> _Kutipan Dokumen_
◆ ◆ ◆ ◆
Singkatnya, penggambaran ke-4 entitasnya adalah seperti ini, Current Value itu menggambarkan Business as Usual, maksudnya cara organisasi atau produk memberikan nilai bisnis saat ini (Current Value) itu penting, namun organisasi atau produk juga perlu untuk dapat melakukan inovasi (Ability to Innovate), dalam pencapaiannya, inovasi itu perlu di-deliver ke pasar secara cepat agar nilainya tidak obsolete, sehingga sangat penting untuk memiliki fokus dalam berapa lama organisasi atau produk dapat melakukan penciptaan nilai bari ini (Time to Market), adapun segala inovasi yang diciptakan dan menjadi penambah untuk nilai bisnis saat ini juga difokuskan pada nilai bisnis yang belum tercipta (Unrealize Value) yang berfokus pada tujuan strategis utamanya.
◆ ◆ ◆ ◆
> _Daftar Entri_
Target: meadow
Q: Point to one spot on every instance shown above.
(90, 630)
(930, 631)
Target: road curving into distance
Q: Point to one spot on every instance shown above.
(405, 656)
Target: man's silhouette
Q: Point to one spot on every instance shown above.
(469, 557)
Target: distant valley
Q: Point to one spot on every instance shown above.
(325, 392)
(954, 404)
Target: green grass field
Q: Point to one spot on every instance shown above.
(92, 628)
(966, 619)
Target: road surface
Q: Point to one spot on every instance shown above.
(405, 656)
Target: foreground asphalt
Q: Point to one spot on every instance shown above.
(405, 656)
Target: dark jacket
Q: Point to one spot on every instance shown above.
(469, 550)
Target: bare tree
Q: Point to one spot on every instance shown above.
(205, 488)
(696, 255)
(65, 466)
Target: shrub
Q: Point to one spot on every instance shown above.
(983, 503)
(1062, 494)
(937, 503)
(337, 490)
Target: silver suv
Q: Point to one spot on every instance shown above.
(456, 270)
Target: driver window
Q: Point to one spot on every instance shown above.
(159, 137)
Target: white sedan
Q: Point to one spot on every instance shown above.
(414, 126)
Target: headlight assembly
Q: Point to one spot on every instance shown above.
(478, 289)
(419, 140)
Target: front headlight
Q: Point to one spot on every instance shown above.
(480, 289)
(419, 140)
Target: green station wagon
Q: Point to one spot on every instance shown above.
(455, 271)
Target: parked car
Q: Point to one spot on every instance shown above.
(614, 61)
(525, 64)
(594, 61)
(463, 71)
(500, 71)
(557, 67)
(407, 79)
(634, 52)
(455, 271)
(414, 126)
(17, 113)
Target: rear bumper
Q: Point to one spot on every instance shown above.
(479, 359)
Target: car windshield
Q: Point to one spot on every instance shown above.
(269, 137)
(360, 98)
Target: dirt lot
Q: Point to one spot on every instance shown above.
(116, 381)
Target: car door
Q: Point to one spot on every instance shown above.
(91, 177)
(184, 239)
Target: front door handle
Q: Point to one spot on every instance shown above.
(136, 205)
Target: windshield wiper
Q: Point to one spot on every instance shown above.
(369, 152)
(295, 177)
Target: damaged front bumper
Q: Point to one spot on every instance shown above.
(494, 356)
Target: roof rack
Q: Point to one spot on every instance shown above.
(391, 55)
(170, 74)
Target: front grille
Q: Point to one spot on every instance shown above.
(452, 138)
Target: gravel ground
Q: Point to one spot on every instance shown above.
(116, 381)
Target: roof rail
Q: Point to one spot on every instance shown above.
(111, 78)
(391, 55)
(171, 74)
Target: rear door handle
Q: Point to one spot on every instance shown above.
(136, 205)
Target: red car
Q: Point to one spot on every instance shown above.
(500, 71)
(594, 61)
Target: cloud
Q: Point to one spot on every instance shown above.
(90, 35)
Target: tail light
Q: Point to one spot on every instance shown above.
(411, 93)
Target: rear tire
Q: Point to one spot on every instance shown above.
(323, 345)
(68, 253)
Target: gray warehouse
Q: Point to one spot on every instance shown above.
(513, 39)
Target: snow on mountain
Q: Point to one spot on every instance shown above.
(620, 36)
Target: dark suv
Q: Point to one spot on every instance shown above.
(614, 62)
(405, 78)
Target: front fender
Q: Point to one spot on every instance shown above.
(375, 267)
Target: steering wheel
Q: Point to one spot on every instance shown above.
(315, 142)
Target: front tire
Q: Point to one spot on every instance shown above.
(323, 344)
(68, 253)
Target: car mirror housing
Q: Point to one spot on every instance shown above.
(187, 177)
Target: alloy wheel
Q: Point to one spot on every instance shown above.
◆ ◆ ◆ ◆
> _Tugas Pengerjaan_
(a) Jawab pertanyaan berikut berdasarkan kutipan tentang empat entitas nilai bisnis.
(i) Current Value menggambarkan apa?
(ii) Agar nilainya tidak obsolete, bagaimana inovasi perlu di-deliver ke pasar?
(iii) Nilai bisnis yang belum tercipta berfokus pada apa?
(b) Teruskan kutipan tentang empat entitas nilai bisnis mulai dari kalimat terakhirnya.

> _Jawaban_
(a)
(i) Business as Usual, yaitu cara organisasi atau produk memberikan nilai bisnis saat ini.
(ii) Secara cepat.
(iii) Pada tujuan strategis utamanya.

(b)
Endnotes

Bila anda memiliki kendala dalam penciptaan Value, cobalah penerapan Evidence Based Management untuk penciptaan nilai Produk secara iteratif, karena framework ini bertujuan untuk menciptakan dan memaksimalkan value pada produk Anda sesuai dengan goals yang ditentukan oleh organisasimu!